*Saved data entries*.
• • • •

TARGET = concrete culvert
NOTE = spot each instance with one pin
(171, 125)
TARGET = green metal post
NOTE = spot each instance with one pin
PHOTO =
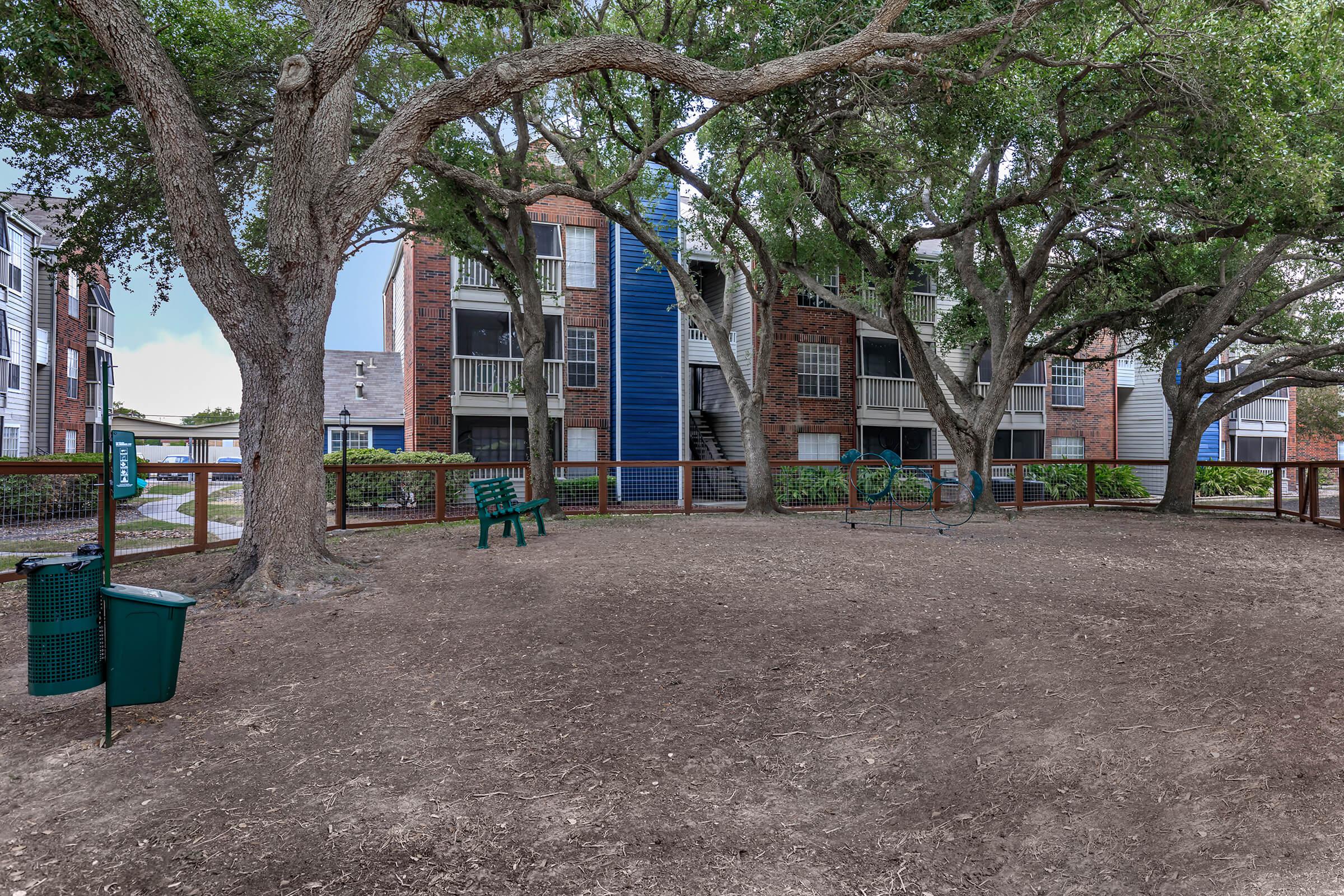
(109, 520)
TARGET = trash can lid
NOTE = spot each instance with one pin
(77, 562)
(147, 595)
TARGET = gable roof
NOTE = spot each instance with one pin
(382, 382)
(48, 220)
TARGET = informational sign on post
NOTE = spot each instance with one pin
(123, 464)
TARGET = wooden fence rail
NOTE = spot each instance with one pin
(394, 493)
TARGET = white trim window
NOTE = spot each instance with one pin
(15, 374)
(581, 356)
(819, 446)
(1066, 382)
(548, 240)
(581, 257)
(819, 370)
(1066, 448)
(807, 298)
(361, 437)
(73, 374)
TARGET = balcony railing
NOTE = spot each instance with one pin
(494, 375)
(920, 307)
(889, 393)
(1272, 409)
(474, 274)
(1027, 398)
(701, 351)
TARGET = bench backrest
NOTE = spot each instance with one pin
(492, 494)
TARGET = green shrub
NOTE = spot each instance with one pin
(402, 488)
(49, 496)
(1221, 481)
(1069, 481)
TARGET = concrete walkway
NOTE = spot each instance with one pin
(169, 511)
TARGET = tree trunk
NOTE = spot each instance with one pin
(283, 543)
(1182, 463)
(539, 423)
(976, 454)
(756, 452)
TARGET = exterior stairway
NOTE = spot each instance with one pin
(711, 484)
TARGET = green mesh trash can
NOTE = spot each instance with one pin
(65, 636)
(144, 642)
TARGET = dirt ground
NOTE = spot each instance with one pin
(1070, 703)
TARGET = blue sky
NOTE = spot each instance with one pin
(175, 362)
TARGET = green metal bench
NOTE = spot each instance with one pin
(498, 503)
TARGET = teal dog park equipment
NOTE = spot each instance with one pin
(886, 491)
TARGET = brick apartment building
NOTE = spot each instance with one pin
(631, 379)
(59, 328)
(461, 365)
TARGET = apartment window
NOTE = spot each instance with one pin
(491, 335)
(807, 298)
(581, 260)
(1019, 445)
(360, 437)
(819, 446)
(498, 440)
(819, 370)
(580, 445)
(1066, 379)
(15, 340)
(1066, 448)
(581, 356)
(548, 240)
(908, 441)
(1256, 448)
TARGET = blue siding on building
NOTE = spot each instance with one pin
(1208, 442)
(646, 349)
(390, 438)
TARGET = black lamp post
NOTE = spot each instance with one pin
(344, 445)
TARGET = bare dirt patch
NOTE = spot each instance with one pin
(1070, 703)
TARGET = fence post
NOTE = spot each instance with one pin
(200, 524)
(340, 499)
(1278, 491)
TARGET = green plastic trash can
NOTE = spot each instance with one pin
(65, 636)
(144, 642)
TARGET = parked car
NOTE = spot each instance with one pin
(175, 459)
(230, 476)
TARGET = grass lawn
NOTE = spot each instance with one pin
(1074, 703)
(221, 511)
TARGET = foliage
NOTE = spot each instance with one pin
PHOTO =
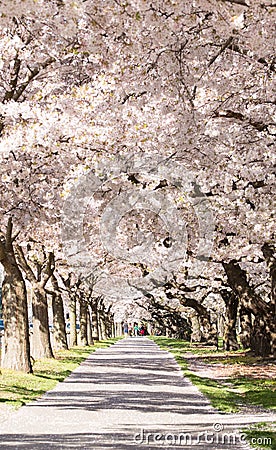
(18, 388)
(229, 394)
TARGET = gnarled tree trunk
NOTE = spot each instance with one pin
(73, 322)
(230, 341)
(41, 344)
(60, 340)
(83, 323)
(16, 347)
(246, 327)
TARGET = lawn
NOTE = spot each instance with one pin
(232, 381)
(19, 388)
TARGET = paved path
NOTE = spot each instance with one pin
(129, 396)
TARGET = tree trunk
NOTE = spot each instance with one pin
(89, 328)
(16, 346)
(60, 340)
(208, 331)
(246, 328)
(268, 252)
(41, 344)
(73, 322)
(95, 321)
(230, 341)
(261, 337)
(83, 323)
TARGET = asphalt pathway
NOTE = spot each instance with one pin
(129, 396)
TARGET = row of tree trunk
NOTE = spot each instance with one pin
(96, 320)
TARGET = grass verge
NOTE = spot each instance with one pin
(261, 436)
(19, 388)
(230, 394)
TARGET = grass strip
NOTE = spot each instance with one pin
(227, 395)
(19, 388)
(261, 436)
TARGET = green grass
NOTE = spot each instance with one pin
(19, 388)
(261, 436)
(225, 395)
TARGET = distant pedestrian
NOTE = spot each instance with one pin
(142, 330)
(125, 326)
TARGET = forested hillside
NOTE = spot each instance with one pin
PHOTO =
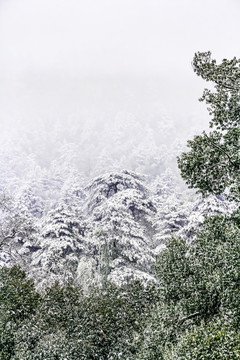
(98, 262)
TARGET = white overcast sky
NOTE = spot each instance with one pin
(102, 38)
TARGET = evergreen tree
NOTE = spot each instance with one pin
(213, 162)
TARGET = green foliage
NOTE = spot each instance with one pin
(213, 162)
(18, 301)
(101, 325)
(198, 285)
(208, 342)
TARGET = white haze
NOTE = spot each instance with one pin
(81, 71)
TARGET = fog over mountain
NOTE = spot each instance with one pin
(67, 64)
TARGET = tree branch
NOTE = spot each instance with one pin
(235, 165)
(191, 316)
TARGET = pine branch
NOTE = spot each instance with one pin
(235, 165)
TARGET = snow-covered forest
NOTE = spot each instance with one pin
(127, 264)
(119, 191)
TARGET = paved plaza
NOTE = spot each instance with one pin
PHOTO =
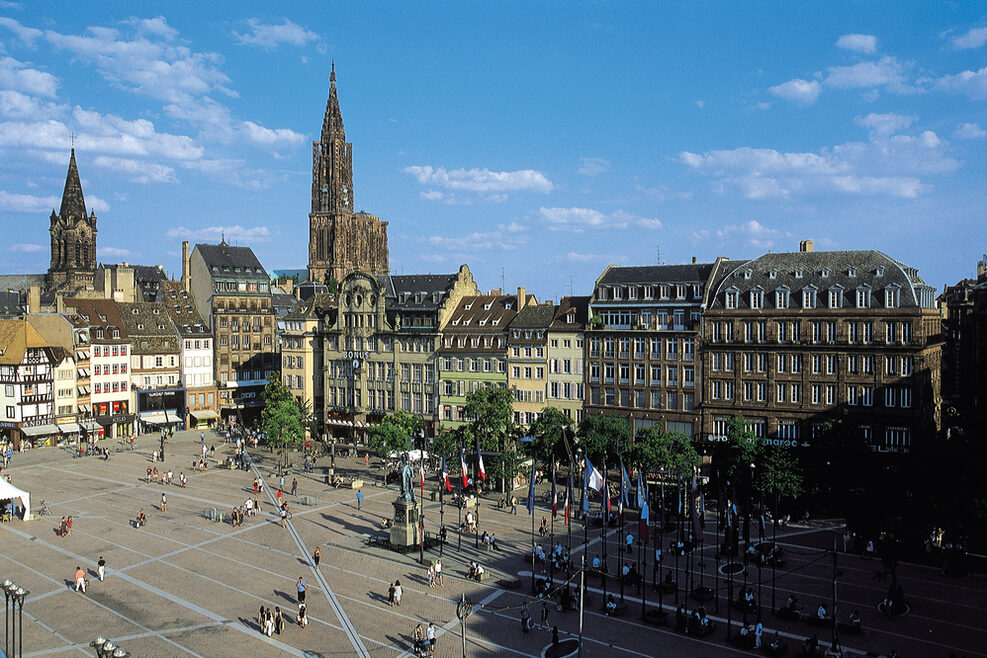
(186, 585)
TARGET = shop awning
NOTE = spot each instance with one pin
(40, 430)
(154, 417)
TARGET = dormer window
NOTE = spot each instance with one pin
(809, 298)
(892, 296)
(863, 297)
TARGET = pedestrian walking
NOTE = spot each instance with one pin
(80, 580)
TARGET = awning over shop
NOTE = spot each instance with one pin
(154, 417)
(40, 430)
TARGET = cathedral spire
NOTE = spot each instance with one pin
(73, 203)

• • • •

Return the lines of the records exactly as they stand, starting with the line that contains "TARGET = green foliage" and going on through the end of the records. Leave the pictures out of your answer.

*RESPONSE FOR THIS EXERCISE*.
TARGET = green foliage
NOTE = spot each instance with one pin
(213, 162)
(18, 301)
(101, 325)
(198, 285)
(208, 342)
TARGET = white haze
NOTE = spot each instance with one pin
(81, 71)
TARGET = fog over mountain
NOTE = spot each instance with one pin
(67, 64)
TARGET = tree branch
NOTE = spot each instance with one pin
(235, 165)
(191, 316)
TARGET = pine branch
NOTE = spot each instance with one pin
(235, 165)
TARGET = snow-covered forest
NOTE = spot each instance with one pin
(127, 264)
(119, 191)
TARGET = paved plaza
NOTE = spot each instance with one pin
PHOTO =
(186, 585)
TARGET = shop awning
NOTE = spot each instance with one pin
(40, 430)
(154, 417)
TARGET = dormer window
NOTE = spot each instance with one pin
(809, 298)
(892, 296)
(863, 297)
TARGET = pedestrian walking
NOTE = spot each instance with one pin
(80, 580)
TARGET = awning over shop
NOTE = spot each instance with one pin
(154, 417)
(40, 430)
TARGET = cathedral spire
NOTE = spot each instance with one pin
(73, 203)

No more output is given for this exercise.